§ PROBLEM STATEMENT: Retype exactly the lines from the line with "For the benchmark, mark every instance of the wing tip" to the end of the data, keeping both boundary lines.

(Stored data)
= = = = =

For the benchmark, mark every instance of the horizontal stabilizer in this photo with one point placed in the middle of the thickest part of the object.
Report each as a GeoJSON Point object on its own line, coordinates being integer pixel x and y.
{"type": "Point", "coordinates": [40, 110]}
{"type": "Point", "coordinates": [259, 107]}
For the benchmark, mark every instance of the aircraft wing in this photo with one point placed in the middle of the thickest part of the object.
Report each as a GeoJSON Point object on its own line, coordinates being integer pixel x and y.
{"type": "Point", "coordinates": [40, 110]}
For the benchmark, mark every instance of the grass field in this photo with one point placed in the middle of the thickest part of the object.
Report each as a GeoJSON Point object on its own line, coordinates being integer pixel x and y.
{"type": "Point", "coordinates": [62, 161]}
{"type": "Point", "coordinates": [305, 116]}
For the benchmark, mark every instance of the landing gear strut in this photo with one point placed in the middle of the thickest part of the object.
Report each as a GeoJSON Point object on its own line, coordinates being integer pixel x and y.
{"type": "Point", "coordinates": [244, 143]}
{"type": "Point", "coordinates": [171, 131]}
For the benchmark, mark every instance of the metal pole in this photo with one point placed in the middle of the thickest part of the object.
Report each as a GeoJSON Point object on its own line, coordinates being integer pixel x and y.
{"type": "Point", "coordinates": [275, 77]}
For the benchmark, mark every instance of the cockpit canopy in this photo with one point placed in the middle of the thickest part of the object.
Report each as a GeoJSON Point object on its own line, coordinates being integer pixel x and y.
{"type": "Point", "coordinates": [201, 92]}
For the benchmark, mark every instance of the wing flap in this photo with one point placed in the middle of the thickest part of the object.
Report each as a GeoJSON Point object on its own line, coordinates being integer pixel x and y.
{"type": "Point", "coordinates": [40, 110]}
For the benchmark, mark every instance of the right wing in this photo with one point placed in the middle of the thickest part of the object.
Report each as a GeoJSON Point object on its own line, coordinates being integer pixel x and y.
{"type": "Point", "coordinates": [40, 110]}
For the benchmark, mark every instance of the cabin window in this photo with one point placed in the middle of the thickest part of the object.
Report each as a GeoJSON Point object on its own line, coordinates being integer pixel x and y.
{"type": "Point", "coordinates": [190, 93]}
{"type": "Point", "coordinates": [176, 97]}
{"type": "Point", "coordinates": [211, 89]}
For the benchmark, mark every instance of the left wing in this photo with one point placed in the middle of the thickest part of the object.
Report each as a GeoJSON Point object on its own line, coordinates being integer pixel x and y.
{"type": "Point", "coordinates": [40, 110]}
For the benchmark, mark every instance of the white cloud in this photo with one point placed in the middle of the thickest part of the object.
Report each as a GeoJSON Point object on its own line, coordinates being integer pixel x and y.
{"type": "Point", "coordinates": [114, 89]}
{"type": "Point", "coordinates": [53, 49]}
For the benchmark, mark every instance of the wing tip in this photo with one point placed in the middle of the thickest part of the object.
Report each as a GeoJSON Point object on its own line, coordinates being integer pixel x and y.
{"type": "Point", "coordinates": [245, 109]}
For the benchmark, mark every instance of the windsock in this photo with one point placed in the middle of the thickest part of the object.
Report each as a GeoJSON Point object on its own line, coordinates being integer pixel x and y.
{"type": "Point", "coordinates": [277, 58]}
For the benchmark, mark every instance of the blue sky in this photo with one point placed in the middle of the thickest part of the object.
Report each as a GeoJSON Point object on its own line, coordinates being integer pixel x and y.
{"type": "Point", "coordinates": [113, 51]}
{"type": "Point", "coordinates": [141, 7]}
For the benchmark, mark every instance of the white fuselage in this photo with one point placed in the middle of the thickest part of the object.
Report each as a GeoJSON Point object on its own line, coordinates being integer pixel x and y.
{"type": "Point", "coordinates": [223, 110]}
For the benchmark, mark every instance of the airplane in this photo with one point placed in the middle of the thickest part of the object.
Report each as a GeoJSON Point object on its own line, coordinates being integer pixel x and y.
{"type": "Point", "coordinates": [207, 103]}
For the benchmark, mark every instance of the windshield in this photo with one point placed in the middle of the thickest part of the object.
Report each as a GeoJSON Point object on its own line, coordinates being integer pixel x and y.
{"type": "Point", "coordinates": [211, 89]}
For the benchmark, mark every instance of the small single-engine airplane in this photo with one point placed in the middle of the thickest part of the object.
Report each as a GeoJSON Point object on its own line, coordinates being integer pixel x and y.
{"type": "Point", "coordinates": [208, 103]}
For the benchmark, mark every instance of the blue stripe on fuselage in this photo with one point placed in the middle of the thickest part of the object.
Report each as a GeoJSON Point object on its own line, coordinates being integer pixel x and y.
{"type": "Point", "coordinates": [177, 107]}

= = = = =

§ EXPECTED ANSWER:
For the benchmark, mark every instance of the wing tip in this photo with one point placed in the middle of the thickest part of the object.
Report each as a GeoJSON Point object on its own line, coordinates being integer pixel x and y.
{"type": "Point", "coordinates": [245, 109]}
For the benchmark, mark every instance of the windsock in this photo with one point placed in the middle of the thickest part of the object.
Report each as a GeoJSON Point object on its own line, coordinates being integer pixel x and y.
{"type": "Point", "coordinates": [277, 58]}
For the benchmark, mark every instance of the blue sky in this photo with one point placed in the middle of the thickest part of the object.
Report each as a GeoJSON Point object on its own line, coordinates being integer pixel x and y.
{"type": "Point", "coordinates": [113, 51]}
{"type": "Point", "coordinates": [141, 7]}
For the benchmark, mark every instance of the white fuselage in this photo with one point placed in the middle of the thickest part of the object.
Report each as a GeoJSON Point object on its own line, coordinates being integer pixel x and y.
{"type": "Point", "coordinates": [223, 110]}
For the benchmark, mark every instance of the airplane in this photo with one point placed in the middle of the thickest part of the object.
Report each as a GeoJSON Point object on its own line, coordinates being integer pixel x and y.
{"type": "Point", "coordinates": [207, 103]}
For the benchmark, mark every instance of the windshield in this photo with one point placed in the middle of the thickest part of the object.
Report each as a GeoJSON Point object on its own line, coordinates being integer pixel x and y.
{"type": "Point", "coordinates": [211, 89]}
For the benchmark, mark every instance of the small single-engine airplane in this photo with one point placed in the middle of the thickest part of the object.
Report each as a GeoJSON Point object on its own line, coordinates being integer pixel x and y.
{"type": "Point", "coordinates": [208, 103]}
For the benchmark, mark every instance of the blue stripe on fuselage in this photo with one point placed in the middle of the thickest part of the object.
Report each as a GeoJSON Point object on its own line, coordinates being integer pixel x and y.
{"type": "Point", "coordinates": [177, 107]}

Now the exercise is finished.